* **GOAL OF THE EXERCISE**
Return the run of lines below that opens with the line containing "Kindly outline every instance of the tall" and closes with the line containing "Kindly outline every instance of the grassy", keeping each one exact.

* **Dataset entries**
- - - - - - -

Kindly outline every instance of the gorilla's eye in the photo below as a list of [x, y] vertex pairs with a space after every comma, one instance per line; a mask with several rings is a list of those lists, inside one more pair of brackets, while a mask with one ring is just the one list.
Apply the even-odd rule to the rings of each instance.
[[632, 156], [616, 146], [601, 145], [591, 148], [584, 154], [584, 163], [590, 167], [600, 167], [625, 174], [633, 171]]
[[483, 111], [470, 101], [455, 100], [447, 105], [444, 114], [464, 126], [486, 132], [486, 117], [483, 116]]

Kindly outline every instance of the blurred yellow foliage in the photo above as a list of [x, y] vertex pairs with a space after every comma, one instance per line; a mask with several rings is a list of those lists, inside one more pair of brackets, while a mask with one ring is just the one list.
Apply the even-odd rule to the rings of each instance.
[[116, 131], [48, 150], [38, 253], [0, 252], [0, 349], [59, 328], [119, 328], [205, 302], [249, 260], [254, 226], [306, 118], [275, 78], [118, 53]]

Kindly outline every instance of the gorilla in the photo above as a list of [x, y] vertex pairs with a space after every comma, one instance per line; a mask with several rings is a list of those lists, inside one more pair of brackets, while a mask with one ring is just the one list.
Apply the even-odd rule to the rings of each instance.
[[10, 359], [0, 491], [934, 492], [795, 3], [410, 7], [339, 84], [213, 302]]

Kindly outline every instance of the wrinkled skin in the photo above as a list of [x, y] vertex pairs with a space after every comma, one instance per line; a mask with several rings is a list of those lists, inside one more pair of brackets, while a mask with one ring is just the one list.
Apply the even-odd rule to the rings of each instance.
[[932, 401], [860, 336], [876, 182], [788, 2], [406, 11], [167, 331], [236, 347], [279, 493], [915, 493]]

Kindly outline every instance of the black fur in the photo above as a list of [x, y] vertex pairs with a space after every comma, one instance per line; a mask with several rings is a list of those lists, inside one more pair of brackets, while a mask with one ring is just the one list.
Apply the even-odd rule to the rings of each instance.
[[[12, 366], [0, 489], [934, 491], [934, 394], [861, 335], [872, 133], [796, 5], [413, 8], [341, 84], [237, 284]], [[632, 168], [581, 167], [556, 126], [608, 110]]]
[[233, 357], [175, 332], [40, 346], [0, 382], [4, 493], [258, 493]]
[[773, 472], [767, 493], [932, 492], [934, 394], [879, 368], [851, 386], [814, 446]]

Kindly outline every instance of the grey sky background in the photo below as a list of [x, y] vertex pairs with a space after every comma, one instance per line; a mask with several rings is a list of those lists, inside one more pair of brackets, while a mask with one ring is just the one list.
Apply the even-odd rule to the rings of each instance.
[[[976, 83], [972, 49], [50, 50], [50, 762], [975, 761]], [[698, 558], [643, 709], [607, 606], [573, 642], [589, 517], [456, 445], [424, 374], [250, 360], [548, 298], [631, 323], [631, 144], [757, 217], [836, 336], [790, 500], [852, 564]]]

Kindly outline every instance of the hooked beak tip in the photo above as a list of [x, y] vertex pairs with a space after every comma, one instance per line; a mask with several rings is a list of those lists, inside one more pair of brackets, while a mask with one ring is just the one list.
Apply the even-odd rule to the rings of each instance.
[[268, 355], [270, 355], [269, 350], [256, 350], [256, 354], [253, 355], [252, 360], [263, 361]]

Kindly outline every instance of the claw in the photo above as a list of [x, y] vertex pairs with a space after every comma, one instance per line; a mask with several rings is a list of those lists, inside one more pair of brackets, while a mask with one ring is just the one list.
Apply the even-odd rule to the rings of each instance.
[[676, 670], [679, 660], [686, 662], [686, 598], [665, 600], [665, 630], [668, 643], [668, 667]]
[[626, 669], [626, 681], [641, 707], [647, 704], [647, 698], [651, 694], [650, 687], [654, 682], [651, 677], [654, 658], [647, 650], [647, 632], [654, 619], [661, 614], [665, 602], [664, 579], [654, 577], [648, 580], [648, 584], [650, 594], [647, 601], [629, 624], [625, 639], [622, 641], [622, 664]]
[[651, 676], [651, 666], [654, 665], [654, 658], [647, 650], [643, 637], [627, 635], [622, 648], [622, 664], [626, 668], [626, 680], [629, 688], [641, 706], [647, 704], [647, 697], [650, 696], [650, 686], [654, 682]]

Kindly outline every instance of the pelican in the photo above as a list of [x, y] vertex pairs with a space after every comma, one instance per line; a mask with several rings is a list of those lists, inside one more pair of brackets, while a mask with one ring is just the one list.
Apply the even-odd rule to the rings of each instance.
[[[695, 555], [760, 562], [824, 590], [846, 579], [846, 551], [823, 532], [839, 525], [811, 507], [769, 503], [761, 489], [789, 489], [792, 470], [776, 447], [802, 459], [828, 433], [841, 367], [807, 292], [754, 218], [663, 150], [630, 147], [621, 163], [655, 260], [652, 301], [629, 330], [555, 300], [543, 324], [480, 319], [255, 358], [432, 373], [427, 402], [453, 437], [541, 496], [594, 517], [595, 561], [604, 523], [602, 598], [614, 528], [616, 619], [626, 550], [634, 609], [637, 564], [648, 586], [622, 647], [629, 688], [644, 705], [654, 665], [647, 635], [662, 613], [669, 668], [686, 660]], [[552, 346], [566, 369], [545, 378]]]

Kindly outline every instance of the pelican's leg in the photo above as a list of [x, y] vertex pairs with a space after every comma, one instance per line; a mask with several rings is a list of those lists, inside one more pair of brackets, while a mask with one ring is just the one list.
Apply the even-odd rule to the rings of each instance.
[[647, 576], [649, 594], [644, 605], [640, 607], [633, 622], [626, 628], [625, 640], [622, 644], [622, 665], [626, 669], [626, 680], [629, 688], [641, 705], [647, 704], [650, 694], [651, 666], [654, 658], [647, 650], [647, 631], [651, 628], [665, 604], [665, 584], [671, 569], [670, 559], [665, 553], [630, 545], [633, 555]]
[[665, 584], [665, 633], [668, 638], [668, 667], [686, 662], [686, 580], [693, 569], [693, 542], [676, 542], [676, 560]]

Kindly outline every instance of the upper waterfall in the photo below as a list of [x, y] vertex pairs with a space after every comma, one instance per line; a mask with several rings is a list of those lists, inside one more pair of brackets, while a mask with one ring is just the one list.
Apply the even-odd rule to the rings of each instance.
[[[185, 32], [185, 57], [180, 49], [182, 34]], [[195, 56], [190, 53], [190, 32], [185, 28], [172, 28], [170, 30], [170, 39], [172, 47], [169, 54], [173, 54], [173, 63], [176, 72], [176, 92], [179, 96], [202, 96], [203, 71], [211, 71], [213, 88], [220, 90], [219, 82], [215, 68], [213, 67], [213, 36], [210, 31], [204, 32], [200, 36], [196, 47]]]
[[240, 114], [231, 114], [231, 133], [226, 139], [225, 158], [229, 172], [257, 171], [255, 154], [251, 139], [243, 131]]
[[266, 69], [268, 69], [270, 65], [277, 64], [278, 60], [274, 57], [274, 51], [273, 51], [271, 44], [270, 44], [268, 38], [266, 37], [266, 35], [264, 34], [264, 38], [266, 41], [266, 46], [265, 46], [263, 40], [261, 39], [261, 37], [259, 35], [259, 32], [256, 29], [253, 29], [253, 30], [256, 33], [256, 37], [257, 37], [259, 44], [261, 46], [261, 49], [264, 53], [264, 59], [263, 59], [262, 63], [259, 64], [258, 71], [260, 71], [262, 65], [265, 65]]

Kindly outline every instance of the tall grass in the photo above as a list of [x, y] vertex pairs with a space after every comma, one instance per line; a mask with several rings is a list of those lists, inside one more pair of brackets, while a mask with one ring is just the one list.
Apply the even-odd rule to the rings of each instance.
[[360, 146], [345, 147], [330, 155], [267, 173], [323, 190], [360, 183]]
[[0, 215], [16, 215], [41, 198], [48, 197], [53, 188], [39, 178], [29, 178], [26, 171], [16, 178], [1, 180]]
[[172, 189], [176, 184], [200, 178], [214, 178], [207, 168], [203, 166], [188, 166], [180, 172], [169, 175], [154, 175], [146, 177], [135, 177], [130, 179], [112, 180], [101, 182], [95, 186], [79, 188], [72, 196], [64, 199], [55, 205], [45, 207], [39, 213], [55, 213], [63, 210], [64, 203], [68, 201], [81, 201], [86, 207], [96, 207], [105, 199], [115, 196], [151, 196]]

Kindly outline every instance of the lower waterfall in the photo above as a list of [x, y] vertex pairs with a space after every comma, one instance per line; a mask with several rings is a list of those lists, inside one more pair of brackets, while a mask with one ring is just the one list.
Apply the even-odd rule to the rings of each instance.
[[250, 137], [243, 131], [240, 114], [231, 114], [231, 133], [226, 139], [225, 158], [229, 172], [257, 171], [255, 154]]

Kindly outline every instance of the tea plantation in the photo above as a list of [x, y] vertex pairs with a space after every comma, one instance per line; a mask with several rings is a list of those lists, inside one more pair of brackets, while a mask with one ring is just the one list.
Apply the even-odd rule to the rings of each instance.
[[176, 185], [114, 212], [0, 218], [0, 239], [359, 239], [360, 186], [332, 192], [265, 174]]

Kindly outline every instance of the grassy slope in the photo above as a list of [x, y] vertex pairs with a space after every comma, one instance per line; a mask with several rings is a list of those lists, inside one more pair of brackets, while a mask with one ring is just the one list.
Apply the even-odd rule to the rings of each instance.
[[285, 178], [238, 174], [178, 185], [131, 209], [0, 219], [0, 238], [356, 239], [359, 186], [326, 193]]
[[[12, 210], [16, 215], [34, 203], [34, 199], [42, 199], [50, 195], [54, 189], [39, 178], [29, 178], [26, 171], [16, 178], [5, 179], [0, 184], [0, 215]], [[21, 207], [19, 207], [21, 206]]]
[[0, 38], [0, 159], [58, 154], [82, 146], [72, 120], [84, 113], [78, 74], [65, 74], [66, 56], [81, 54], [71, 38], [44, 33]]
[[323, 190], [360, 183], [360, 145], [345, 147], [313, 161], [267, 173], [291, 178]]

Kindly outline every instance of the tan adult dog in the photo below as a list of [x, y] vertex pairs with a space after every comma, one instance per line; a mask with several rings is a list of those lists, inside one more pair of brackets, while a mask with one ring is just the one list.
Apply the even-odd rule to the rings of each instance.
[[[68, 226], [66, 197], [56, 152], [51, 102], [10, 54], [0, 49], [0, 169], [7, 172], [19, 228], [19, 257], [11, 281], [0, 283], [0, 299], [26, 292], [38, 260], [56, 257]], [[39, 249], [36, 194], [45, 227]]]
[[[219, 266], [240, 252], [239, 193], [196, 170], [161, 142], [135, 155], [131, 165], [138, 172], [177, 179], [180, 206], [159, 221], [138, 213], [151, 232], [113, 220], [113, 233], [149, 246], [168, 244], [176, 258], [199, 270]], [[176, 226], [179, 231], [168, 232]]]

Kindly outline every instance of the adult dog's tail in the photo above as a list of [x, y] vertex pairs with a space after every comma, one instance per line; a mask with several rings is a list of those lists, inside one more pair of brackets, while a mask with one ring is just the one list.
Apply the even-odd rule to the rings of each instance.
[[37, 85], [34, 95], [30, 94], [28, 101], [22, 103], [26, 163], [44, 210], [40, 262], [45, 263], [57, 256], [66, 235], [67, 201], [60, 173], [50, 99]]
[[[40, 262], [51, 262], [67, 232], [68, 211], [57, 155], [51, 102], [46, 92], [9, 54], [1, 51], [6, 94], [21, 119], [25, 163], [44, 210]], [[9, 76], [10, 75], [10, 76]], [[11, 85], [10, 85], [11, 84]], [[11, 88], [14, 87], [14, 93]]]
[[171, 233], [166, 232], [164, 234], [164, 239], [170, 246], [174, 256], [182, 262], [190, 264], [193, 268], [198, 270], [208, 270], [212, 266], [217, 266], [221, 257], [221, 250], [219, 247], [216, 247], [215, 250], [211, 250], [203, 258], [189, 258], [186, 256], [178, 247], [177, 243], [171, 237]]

- - - - - - -

* **EXERCISE ANSWER**
Kindly outline every instance of the tall grass in the photo above as a list of [x, y] vertex pairs with a space after every comma, one instance per line; a mask with several rings is a list of those lists, inside one more pair of brackets, while a mask with one ring is just the one list.
Apply the even-odd rule to the rings of each instance.
[[360, 146], [345, 147], [330, 155], [267, 173], [323, 190], [360, 183]]
[[0, 215], [16, 215], [41, 198], [48, 197], [53, 188], [39, 178], [29, 178], [26, 171], [16, 178], [1, 180]]
[[172, 189], [176, 184], [200, 178], [214, 178], [207, 168], [203, 166], [188, 166], [180, 172], [169, 175], [154, 175], [146, 177], [135, 177], [130, 179], [112, 180], [101, 182], [95, 186], [79, 188], [72, 196], [64, 199], [55, 205], [45, 207], [39, 213], [55, 213], [63, 210], [64, 203], [68, 201], [81, 201], [86, 207], [96, 207], [105, 199], [115, 196], [151, 196]]

Kindly outline every instance of the lower waterfall in the photo above as a list of [x, y] vertex pairs with a space after every comma, one instance per line; a mask with several rings is a list of those lists, inside one more pair of brackets, while a mask with one ring is just the one list.
Apply the even-odd rule to the rings of each instance.
[[250, 137], [243, 131], [240, 114], [231, 114], [231, 133], [226, 139], [225, 158], [229, 172], [257, 171], [255, 154]]

Kindly outline every instance of the tea plantation in the photo above as a list of [x, y] vertex pairs with a space after every comma, one instance per line; a mask with several rings is a list of those lists, inside one more pair of brackets, while a mask with one ring is just the one list.
Apply the even-odd rule to the rings of each instance.
[[176, 185], [114, 212], [0, 218], [0, 239], [359, 239], [360, 186], [332, 192], [265, 174]]

Kindly outline every instance of the grassy slope in the photo above as a list of [x, y] vertex pairs with a space after every comma, one instance per line; a mask with several rings is a list of those lists, inside one more pair of brackets, while a mask with one ring is just the one list.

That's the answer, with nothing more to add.